Aim of the exercise ▸
Rewrite everything from the line containing "Can you find the orange" down to the end of the lines as a two-column CSV with the columns text and value. Give one row for each instruction with its coordinates, put each field in quotation marks, and replace line breaks with spaces.

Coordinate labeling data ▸
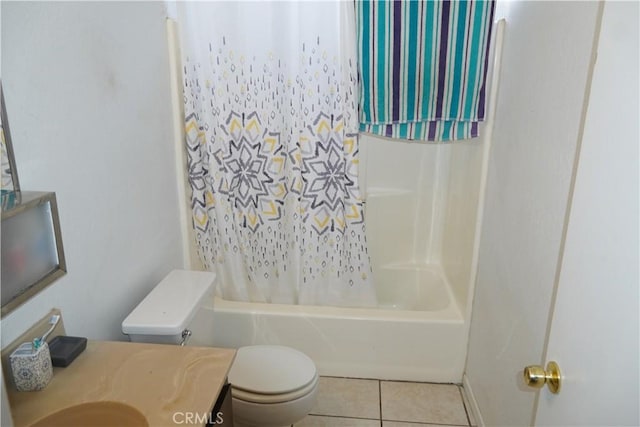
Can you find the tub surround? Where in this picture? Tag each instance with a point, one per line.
(158, 380)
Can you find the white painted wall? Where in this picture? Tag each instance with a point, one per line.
(546, 57)
(595, 330)
(87, 93)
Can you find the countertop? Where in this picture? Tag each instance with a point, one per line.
(158, 380)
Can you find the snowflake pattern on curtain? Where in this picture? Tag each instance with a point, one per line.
(273, 167)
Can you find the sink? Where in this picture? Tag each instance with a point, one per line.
(98, 414)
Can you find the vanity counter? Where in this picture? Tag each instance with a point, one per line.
(164, 382)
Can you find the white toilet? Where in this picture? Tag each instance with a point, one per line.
(271, 386)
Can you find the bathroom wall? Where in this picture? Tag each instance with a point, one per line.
(87, 94)
(538, 117)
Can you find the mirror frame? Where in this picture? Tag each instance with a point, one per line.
(8, 145)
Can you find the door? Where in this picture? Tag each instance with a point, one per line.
(594, 330)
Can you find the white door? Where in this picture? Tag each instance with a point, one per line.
(594, 331)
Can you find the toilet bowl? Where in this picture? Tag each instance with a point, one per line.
(271, 386)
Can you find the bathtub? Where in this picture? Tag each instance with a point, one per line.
(417, 333)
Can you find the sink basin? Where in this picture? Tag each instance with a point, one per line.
(98, 414)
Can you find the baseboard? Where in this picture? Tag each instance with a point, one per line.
(472, 404)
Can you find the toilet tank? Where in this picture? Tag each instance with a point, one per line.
(181, 301)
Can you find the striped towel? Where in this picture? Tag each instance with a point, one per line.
(423, 67)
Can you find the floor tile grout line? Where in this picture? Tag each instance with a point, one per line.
(343, 416)
(425, 422)
(464, 405)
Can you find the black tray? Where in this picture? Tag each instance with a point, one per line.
(65, 349)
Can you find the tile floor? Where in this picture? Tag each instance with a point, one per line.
(347, 402)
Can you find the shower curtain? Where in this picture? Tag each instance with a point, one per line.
(270, 98)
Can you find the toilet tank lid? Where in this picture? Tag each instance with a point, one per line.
(170, 306)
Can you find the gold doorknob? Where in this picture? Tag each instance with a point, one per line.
(536, 376)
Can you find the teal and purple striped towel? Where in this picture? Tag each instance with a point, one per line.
(423, 67)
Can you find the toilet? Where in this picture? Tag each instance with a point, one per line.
(271, 385)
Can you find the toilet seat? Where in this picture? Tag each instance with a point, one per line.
(271, 374)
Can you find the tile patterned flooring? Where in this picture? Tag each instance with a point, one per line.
(347, 402)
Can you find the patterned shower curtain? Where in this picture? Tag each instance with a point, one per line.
(270, 98)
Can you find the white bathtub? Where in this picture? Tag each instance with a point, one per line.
(418, 333)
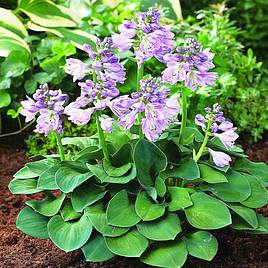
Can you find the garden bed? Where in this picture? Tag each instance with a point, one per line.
(236, 249)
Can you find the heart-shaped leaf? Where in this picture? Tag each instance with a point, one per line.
(164, 228)
(96, 250)
(131, 244)
(32, 223)
(69, 236)
(202, 244)
(146, 209)
(127, 216)
(168, 255)
(149, 161)
(207, 212)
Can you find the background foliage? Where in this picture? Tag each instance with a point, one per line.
(38, 45)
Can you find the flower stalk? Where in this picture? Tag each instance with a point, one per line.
(60, 147)
(183, 111)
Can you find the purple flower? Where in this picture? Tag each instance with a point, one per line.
(219, 158)
(49, 105)
(106, 123)
(76, 68)
(190, 64)
(152, 102)
(146, 36)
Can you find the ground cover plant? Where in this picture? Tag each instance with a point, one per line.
(146, 185)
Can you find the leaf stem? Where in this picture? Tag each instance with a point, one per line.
(60, 147)
(139, 77)
(183, 112)
(203, 145)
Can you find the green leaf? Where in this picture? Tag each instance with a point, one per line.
(207, 212)
(188, 170)
(45, 13)
(259, 195)
(146, 209)
(32, 223)
(164, 228)
(149, 161)
(76, 36)
(69, 236)
(10, 42)
(260, 170)
(210, 175)
(12, 23)
(85, 195)
(47, 180)
(96, 250)
(68, 178)
(202, 244)
(23, 186)
(247, 214)
(116, 171)
(5, 98)
(237, 188)
(127, 216)
(168, 255)
(48, 206)
(96, 214)
(180, 198)
(19, 58)
(131, 244)
(68, 213)
(81, 142)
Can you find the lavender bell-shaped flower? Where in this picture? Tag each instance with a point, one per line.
(49, 105)
(190, 64)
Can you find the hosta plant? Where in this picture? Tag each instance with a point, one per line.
(146, 185)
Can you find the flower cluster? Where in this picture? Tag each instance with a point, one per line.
(216, 125)
(49, 105)
(190, 64)
(103, 62)
(146, 36)
(156, 110)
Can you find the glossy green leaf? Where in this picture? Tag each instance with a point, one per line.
(131, 244)
(69, 236)
(97, 215)
(47, 207)
(149, 161)
(85, 195)
(23, 186)
(247, 214)
(10, 41)
(96, 250)
(180, 198)
(259, 169)
(167, 255)
(116, 171)
(210, 175)
(32, 223)
(68, 178)
(52, 17)
(259, 195)
(5, 98)
(207, 212)
(237, 188)
(47, 180)
(68, 213)
(164, 228)
(127, 216)
(202, 245)
(147, 209)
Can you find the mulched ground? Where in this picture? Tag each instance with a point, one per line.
(236, 250)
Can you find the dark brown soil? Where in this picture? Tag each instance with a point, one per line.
(236, 250)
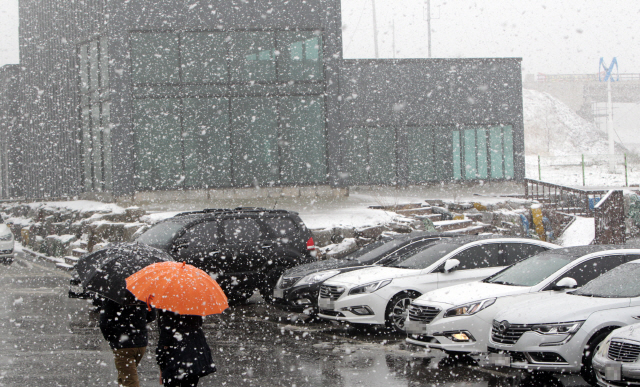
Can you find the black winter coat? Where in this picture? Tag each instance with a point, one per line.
(182, 346)
(125, 326)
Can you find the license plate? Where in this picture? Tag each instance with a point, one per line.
(499, 359)
(325, 303)
(613, 371)
(415, 327)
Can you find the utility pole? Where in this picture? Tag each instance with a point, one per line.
(429, 27)
(608, 77)
(375, 29)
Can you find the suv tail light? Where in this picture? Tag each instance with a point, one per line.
(311, 246)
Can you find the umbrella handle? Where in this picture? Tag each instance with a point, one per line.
(149, 302)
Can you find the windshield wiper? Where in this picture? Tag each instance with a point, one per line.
(502, 283)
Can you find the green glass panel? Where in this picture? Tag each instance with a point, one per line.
(106, 145)
(302, 141)
(104, 62)
(207, 153)
(457, 165)
(252, 56)
(254, 126)
(155, 57)
(495, 149)
(443, 151)
(420, 154)
(300, 56)
(481, 142)
(470, 154)
(382, 155)
(204, 57)
(94, 77)
(86, 146)
(356, 159)
(96, 142)
(507, 133)
(158, 143)
(83, 68)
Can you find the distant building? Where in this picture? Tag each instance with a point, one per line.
(118, 97)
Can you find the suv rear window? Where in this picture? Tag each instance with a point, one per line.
(284, 228)
(161, 235)
(242, 230)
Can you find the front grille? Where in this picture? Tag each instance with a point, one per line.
(623, 351)
(423, 314)
(331, 292)
(287, 282)
(508, 333)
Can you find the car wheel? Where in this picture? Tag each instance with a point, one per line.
(587, 372)
(398, 309)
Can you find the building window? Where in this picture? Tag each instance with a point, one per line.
(483, 153)
(203, 129)
(95, 111)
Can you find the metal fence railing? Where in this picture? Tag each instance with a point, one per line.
(584, 170)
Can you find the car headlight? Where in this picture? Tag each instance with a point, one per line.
(317, 277)
(469, 309)
(370, 287)
(604, 346)
(568, 328)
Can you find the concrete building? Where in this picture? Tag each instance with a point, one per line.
(118, 97)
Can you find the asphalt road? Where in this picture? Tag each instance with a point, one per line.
(47, 339)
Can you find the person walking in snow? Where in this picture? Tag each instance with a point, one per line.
(125, 329)
(183, 353)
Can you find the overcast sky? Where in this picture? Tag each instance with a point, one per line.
(552, 36)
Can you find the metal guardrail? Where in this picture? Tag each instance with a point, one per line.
(609, 219)
(565, 199)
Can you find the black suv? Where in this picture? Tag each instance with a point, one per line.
(245, 248)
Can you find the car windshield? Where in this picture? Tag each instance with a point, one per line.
(621, 282)
(161, 235)
(424, 257)
(373, 251)
(531, 271)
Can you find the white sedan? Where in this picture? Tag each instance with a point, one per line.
(562, 333)
(617, 361)
(381, 295)
(459, 318)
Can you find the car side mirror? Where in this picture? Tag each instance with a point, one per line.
(565, 283)
(451, 264)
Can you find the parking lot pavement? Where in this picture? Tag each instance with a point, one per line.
(47, 339)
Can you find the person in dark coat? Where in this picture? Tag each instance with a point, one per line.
(125, 329)
(183, 353)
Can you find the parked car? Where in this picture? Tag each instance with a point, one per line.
(298, 288)
(6, 244)
(617, 360)
(562, 333)
(243, 248)
(459, 318)
(381, 295)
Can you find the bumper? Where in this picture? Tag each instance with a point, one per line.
(455, 334)
(358, 309)
(300, 299)
(527, 354)
(611, 373)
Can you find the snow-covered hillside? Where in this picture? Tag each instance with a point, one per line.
(551, 128)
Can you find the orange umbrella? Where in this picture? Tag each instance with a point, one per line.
(178, 287)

Task solution ▸
text,value
"Can you find the orange umbrella? Where in this picture? Tag each instance with a point, one per line.","(178, 287)"